WHAT IS REQUIRED> Print, word for word, the part of the Article 69 text that opens with the words containing "For compliance teams" and closes with "is currently codified.".

Start of SOURCE DOCUMENT

Article 69 of Regulation (EU) 2024/1689 — Scientific panel of independent experts. Official text, practical interpretation, key obligations and compliance implications.
Official Text Summary
Article 69 of Regulation (EU) 2024/1689 establishes a scientific panel of independent experts to support the enforcement and governance of the EU AI Act, particularly with respect to general-purpose AI (GPAI) models. The Commission is tasked with establishing the panel by means of an implementing act, determining its composition, rules of operation, and the procedure for selecting members.
Panel members are appointed on the basis of their current, high-level scientific or technical expertise in artificial intelligence, and serve in a personal and independent capacity. They are prohibited from acting on behalf of any Member State, EU institution, or private interest, and must declare any potential conflicts of interest before participating in relevant deliberations.
The panel's core mandate includes: providing independent scientific opinions, analyses, and technical advice to the AI Office and, where relevant, to national competent authorities; contributing to the assessment of GPAI models that may present systemic risks; alerting the AI Office to specific concerns; and supporting consistent application of the Regulation across the Union. The panel may also request access to information and documentation from GPAI model providers, subject to confidentiality obligations. Its work complements the institutional structure of the European AI Board and the AI Office, providing an independent scientific layer within the overall governance architecture established by Title VII.
What This Means in Practice
For most organisations deploying or developing AI systems, Article 69 operates in the background: the scientific panel is an institutional body, not a direct compliance obligation for private actors. However, its practical implications are significant, particularly for providers of general-purpose AI models with a wide reach or systemic risk potential.
For GPAI model providers: The panel has the authority to request technical documentation, model evaluations, and test results. Providers of models classified as presenting systemic risk — or under investigation for that classification — should anticipate requests for information from the panel and be prepared to respond within the timeframes specified by the AI Office. Maintaining structured, auditable technical documentation is therefore advisable as a proactive compliance measure.
For national competent authorities and notified bodies: The panel serves as a central scientific reference. Its opinions on risk thresholds, testing methodologies, and model capabilities are intended to support harmonised enforcement across Member States, reducing the risk of divergent national interpretations.
For compliance teams and legal counsel: Understanding the panel's operational procedures — including how it issues alerts and recommendations — is important for anticipating the regulatory trajectory of GPAI governance. Panel outputs may influence subsequent delegated acts or guidance documents issued by the Commission, shaping compliance expectations beyond what is currently codified.
The panel does not issue binding decisions, but its assessments carry authoritative weight within the enforcement chain.

End of SOURCE DOCUMENT
Start of DATASET CONTENT

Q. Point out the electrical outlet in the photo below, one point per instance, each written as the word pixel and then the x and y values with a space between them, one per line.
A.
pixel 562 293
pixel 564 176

End of DATASET CONTENT

ANSWER TO THIS PROBLEM>
For compliance teams and legal counsel: Understanding the panel's operational procedures — including how it issues alerts and recommendations — is important for anticipating the regulatory trajectory of GPAI governance. Panel outputs may influence subsequent delegated acts or guidance documents issued by the Commission, shaping compliance expectations beyond what is currently codified.